## Given instruction
Can you convert the data into a Markdown table with the columns Row and Line text, starting with the line containing "Locate the tree trunk" and going on through the line containing "pixel 194 197"? Number each line, skip blank lines, and leave the pictures out.

(Rows from a dataset)
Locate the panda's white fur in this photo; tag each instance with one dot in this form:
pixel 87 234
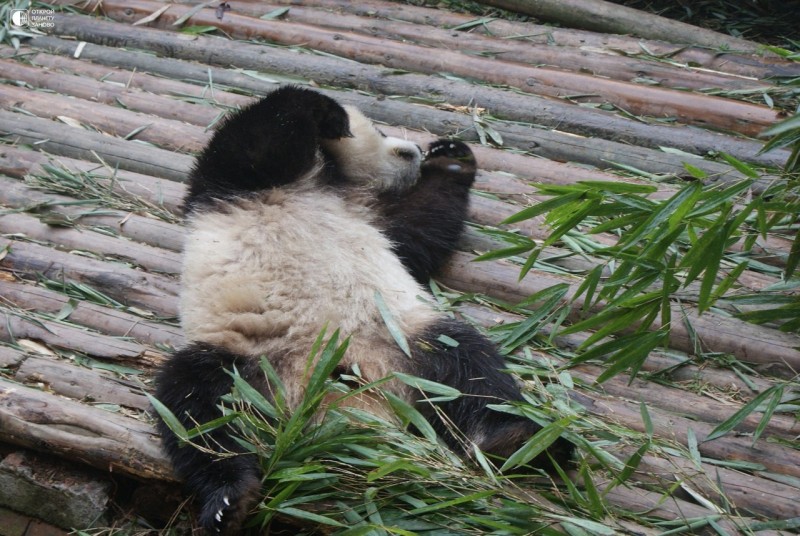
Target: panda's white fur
pixel 300 213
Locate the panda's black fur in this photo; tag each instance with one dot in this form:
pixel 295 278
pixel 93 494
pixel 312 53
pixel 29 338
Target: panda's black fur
pixel 299 210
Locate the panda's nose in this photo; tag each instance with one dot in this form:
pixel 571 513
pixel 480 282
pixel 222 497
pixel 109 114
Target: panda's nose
pixel 407 153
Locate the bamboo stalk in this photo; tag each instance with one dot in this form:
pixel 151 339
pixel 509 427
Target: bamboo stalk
pixel 775 351
pixel 149 257
pixel 753 65
pixel 607 63
pixel 607 17
pixel 18 163
pixel 142 229
pixel 94 386
pixel 550 144
pixel 667 425
pixel 106 320
pixel 127 286
pixel 68 141
pixel 76 431
pixel 508 105
pixel 747 493
pixel 640 100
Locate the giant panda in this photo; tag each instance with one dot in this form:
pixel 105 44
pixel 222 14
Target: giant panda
pixel 299 210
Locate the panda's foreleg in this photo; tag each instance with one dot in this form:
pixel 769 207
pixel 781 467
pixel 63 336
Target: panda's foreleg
pixel 190 384
pixel 468 361
pixel 425 222
pixel 271 143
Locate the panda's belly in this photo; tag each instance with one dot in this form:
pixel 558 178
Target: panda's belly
pixel 265 276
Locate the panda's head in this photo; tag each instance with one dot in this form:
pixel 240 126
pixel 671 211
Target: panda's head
pixel 370 159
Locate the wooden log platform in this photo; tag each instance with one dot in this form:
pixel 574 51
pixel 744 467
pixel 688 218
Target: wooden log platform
pixel 100 118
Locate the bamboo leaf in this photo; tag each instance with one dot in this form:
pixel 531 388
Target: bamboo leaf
pixel 768 411
pixel 169 418
pixel 543 207
pixel 391 324
pixel 536 445
pixel 737 418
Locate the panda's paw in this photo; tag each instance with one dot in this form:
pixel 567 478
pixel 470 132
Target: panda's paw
pixel 224 510
pixel 450 160
pixel 450 149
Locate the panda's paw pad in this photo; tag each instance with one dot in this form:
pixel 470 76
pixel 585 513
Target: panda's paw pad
pixel 452 149
pixel 217 514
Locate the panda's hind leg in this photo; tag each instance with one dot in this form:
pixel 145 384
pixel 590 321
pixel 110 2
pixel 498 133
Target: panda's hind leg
pixel 224 480
pixel 473 366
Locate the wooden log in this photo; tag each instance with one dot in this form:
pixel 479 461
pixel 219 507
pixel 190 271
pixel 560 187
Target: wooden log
pixel 549 144
pixel 76 431
pixel 755 65
pixel 10 358
pixel 128 286
pixel 691 108
pixel 75 143
pixel 97 317
pixel 148 257
pixel 115 121
pixel 139 228
pixel 608 17
pixel 747 493
pixel 504 104
pixel 634 499
pixel 669 365
pixel 774 350
pixel 601 63
pixel 666 425
pixel 14 326
pixel 18 162
pixel 87 385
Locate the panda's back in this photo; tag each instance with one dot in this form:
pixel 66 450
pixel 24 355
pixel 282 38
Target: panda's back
pixel 269 273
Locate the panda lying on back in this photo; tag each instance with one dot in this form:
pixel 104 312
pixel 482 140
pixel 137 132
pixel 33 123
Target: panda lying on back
pixel 299 211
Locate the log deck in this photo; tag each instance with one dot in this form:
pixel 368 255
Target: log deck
pixel 88 284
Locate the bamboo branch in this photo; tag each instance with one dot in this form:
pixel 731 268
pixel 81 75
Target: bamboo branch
pixel 76 431
pixel 608 17
pixel 641 100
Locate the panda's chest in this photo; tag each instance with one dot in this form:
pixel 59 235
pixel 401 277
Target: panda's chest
pixel 310 262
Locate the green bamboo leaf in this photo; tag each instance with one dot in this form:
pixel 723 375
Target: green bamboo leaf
pixel 543 207
pixel 595 502
pixel 589 286
pixel 472 497
pixel 409 414
pixel 660 215
pixel 391 324
pixel 794 258
pixel 536 445
pixel 786 125
pixel 505 252
pixel 737 418
pixel 695 171
pixel 619 187
pixel 632 463
pixel 445 392
pixel 309 516
pixel 169 418
pixel 768 411
pixel 253 396
pixel 648 422
pixel 633 356
pixel 740 166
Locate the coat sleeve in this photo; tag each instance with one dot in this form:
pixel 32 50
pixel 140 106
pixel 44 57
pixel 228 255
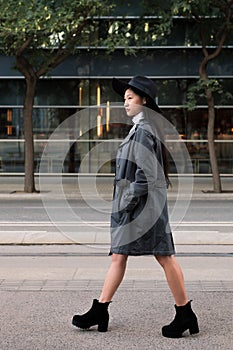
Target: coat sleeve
pixel 148 158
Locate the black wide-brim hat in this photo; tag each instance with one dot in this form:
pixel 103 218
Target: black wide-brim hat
pixel 143 85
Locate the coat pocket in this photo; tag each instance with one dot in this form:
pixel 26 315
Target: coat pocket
pixel 127 201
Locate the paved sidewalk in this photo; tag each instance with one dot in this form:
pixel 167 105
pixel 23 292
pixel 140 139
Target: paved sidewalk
pixel 41 287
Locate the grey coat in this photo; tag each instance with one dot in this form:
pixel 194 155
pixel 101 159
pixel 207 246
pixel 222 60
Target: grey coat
pixel 139 219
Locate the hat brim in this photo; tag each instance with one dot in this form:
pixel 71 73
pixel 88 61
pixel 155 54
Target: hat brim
pixel 120 87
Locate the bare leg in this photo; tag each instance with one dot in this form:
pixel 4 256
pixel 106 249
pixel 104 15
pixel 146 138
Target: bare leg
pixel 114 277
pixel 174 278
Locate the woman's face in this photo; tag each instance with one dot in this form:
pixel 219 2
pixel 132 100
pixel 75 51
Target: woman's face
pixel 133 103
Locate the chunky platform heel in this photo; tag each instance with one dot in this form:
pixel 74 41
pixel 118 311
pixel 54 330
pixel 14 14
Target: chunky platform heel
pixel 97 316
pixel 185 319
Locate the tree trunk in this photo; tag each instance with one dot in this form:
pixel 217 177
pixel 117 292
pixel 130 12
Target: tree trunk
pixel 29 180
pixel 210 128
pixel 212 151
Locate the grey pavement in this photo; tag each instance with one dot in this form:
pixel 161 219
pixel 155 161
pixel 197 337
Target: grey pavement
pixel 43 285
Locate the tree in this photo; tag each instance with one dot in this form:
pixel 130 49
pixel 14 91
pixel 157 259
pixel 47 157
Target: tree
pixel 212 26
pixel 41 34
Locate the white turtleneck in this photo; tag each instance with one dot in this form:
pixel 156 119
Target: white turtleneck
pixel 137 118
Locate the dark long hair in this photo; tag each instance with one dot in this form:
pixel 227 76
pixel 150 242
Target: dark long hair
pixel 151 105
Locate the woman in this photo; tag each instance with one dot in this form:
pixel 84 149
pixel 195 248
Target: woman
pixel 139 220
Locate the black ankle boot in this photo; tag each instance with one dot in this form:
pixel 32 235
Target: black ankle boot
pixel 185 319
pixel 97 315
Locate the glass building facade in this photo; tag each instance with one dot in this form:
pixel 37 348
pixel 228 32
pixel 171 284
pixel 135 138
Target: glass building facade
pixel 84 80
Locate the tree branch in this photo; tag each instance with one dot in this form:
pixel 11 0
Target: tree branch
pixel 21 49
pixel 62 53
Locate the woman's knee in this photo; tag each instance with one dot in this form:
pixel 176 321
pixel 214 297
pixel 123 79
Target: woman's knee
pixel 119 258
pixel 164 259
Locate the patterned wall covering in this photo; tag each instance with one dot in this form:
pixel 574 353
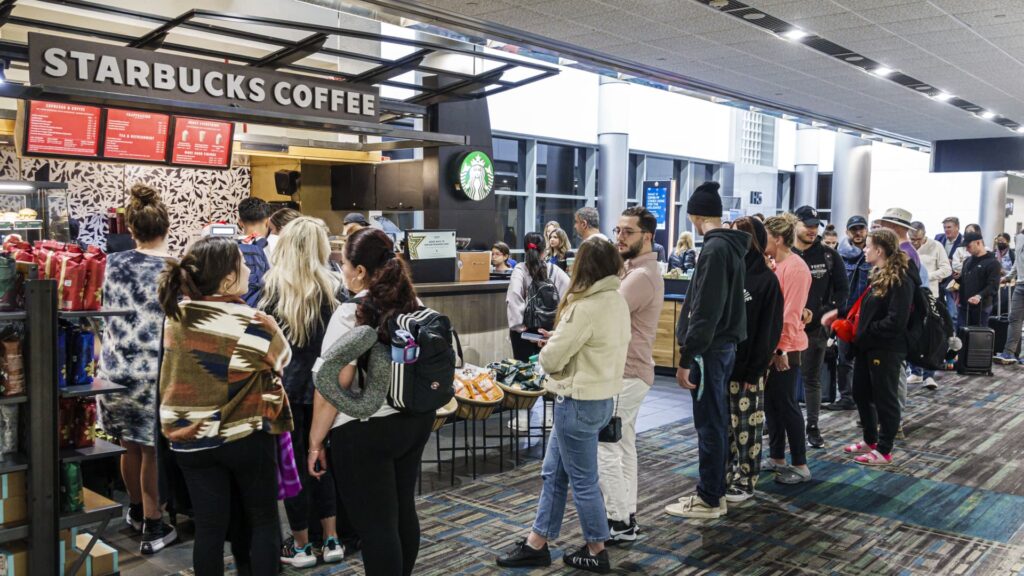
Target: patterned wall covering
pixel 194 197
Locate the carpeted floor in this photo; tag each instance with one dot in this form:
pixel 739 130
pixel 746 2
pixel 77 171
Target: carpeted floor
pixel 953 502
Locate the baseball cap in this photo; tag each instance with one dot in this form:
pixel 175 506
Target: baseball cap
pixel 808 215
pixel 855 221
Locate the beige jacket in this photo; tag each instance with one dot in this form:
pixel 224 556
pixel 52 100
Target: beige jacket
pixel 586 355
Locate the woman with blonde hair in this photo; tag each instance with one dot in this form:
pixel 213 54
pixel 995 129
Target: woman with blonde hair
pixel 300 292
pixel 782 415
pixel 880 342
pixel 559 249
pixel 584 357
pixel 684 256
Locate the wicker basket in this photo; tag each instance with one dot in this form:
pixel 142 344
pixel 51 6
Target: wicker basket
pixel 443 413
pixel 516 399
pixel 477 409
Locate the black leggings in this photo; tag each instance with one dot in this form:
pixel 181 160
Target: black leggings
pixel 876 389
pixel 235 487
pixel 782 415
pixel 376 465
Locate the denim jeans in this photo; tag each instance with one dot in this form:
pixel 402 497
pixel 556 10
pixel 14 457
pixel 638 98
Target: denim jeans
pixel 571 460
pixel 711 417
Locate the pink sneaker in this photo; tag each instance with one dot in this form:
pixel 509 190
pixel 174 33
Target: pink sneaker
pixel 875 458
pixel 859 448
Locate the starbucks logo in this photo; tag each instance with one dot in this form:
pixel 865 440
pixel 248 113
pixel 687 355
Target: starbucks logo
pixel 476 175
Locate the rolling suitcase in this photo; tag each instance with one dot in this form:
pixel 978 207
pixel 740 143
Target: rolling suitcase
pixel 976 355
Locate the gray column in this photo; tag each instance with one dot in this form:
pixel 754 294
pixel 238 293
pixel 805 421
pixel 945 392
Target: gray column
pixel 851 178
pixel 613 142
pixel 806 177
pixel 992 208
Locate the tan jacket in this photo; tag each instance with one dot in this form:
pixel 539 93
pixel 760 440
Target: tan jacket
pixel 586 355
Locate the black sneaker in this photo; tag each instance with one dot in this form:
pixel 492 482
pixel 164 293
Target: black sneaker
pixel 621 533
pixel 583 560
pixel 157 535
pixel 524 556
pixel 133 517
pixel 814 439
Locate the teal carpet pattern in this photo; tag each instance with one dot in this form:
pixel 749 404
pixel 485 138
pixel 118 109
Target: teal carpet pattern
pixel 952 503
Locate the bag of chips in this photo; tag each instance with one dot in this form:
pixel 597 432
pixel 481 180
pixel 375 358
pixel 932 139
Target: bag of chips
pixel 72 489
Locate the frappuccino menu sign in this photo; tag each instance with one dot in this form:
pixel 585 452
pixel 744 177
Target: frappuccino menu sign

## The solution
| Row | Line text |
|---|---|
| 1 | Locate the tree trunk in this photo; tag each instance with one dot in this form: |
| 2 | pixel 217 177 |
| 3 | pixel 117 292 |
| 4 | pixel 130 12 |
| 5 | Target: tree trunk |
| 6 | pixel 29 180 |
| 7 | pixel 210 128 |
| 8 | pixel 212 151 |
| 9 | Locate the grey pavement in this photo; tag each instance with one dot in this form: |
| 10 | pixel 161 219 |
| 11 | pixel 155 161 |
| 12 | pixel 197 337 |
| 13 | Target: grey pavement |
| 14 | pixel 43 285 |
| 15 | Locate the tree in this photo; tag each instance with one dot in this form: |
| 16 | pixel 130 49 |
| 17 | pixel 14 91 |
| 18 | pixel 157 259 |
| 19 | pixel 47 157 |
| 20 | Target: tree |
| 21 | pixel 212 26 |
| 22 | pixel 41 34 |
| 23 | Locate the white turtleneck in this photo; tag each instance with one dot in this form: |
| 24 | pixel 156 119 |
| 25 | Target: white turtleneck |
| 26 | pixel 137 118 |
| 27 | Locate the dark long hair in this photo; tag each instance with one dot in this form: |
| 28 | pixel 227 76 |
| 29 | pixel 150 242 |
| 30 | Target: dark long hair |
| 31 | pixel 151 105 |
| 32 | Locate the woman in this photo; tag each instance with one dot in this form: |
| 33 | pixel 84 149 |
| 34 | pixel 195 248 |
| 35 | Target: woman |
| 36 | pixel 139 220 |
| 37 | Locate the black ankle boot in this photo; tag each instance with one dot in this form: |
| 38 | pixel 32 235 |
| 39 | Target: black ankle boot |
| 40 | pixel 185 319 |
| 41 | pixel 97 315 |
| 42 | Locate the glass building facade in this photo; tag each instance with one dot in this form: |
| 43 | pixel 37 348 |
| 44 | pixel 228 32 |
| 45 | pixel 171 284 |
| 46 | pixel 135 138 |
| 47 | Target: glass building facade |
| 48 | pixel 84 80 |
| 49 | Locate the tree branch in this photo; tag each instance with one dot in this form: |
| 50 | pixel 11 0 |
| 51 | Target: tree branch |
| 52 | pixel 21 49 |
| 53 | pixel 62 53 |
| 54 | Locate the woman's knee in this photo; tag each instance with one dot in this form: |
| 55 | pixel 176 321 |
| 56 | pixel 214 297 |
| 57 | pixel 123 79 |
| 58 | Target: woman's knee |
| 59 | pixel 119 258 |
| 60 | pixel 164 259 |
| 61 | Locate the patterned wall covering in this photo; tag each instance with one dot in this form: |
| 62 | pixel 574 353 |
| 63 | Target: patterned wall covering |
| 64 | pixel 194 197 |